Para melhor ilustrar o que era sentido pelos terapeutas como uma “roda entre amigos”, talvez valha recordar de um dos primeiros momentos em que os autores-estagiários ouviram esse termo. Na supervisão do grupo referido, quando ainda era atendido por outros dois terapeutas, ouviram a seguinte vinheta: os terapeutas estavam atendendo de maneira online, quando o grupo fez quase toda uma sessão falando a respeito de consumo de drogas ilícitas e histórias relacionadas a isso. É de se pensar que um tema desse teria a capacidade de mobilizar afetos e associações muito significativas para os participantes, mas esse não foi o caso e a conversa seguiu de maneira descontraída e superficial.
Os terapeutas relataram uma contratransferência muito forte, sentiam que não havia espaços para intervirem nas associações da sessão. A sensação de desconexão entre discurso e afeto era tamanha que em momentos parecia ser possível vislumbrar uma imagem em que, caso os terapeutas saíssem da sessão, eles não seriam notados pelos pacientes, que provavelmente continuariam como se nada tivesse acontecido. Naturalmente, uma conversa entre amigos ou adolescente pode carregar múltiplos sentidos, mesmo os terapêuticos, mas não ocorreu dessa maneira.

■ ■ ■ ■ ■

Edite o trecho começando em "Para melhor ilustrar" e seguindo até "descontraída e superficial.", substituindo "terapeutas" por "analistas". A listagem não tem relação com o trecho.

§ Segmento de dados
■ ■ ■ ■ ■

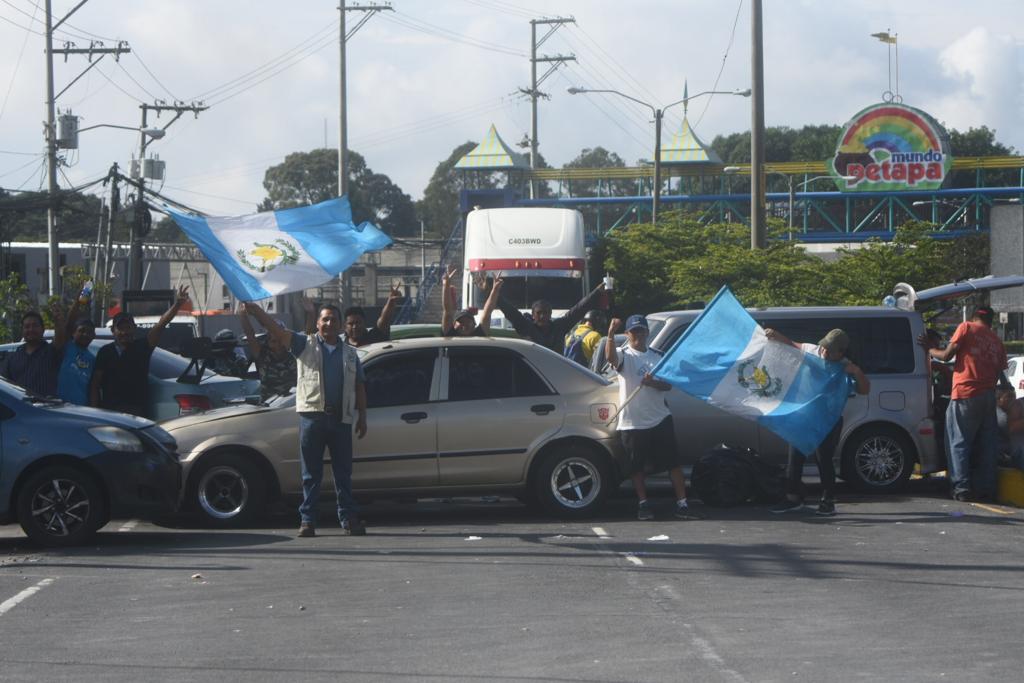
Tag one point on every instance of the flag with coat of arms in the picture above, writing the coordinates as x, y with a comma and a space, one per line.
725, 358
276, 252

■ ■ ■ ■ ■

§ Solução
Para melhor ilustrar o que era sentido pelos analistas como uma “roda entre amigos”, talvez valha recordar de um dos primeiros momentos em que os autores-estagiários ouviram esse termo. Na supervisão do grupo referido, quando ainda era atendido por outros dois analistas, ouviram a seguinte vinheta: os analistas estavam atendendo de maneira online, quando o grupo fez quase toda uma sessão falando a respeito de consumo de drogas ilícitas e histórias relacionadas a isso. É de se pensar que um tema desse teria a capacidade de mobilizar afetos e associações muito significativas para os participantes, mas esse não foi o caso e a conversa seguiu de maneira descontraída e superficial.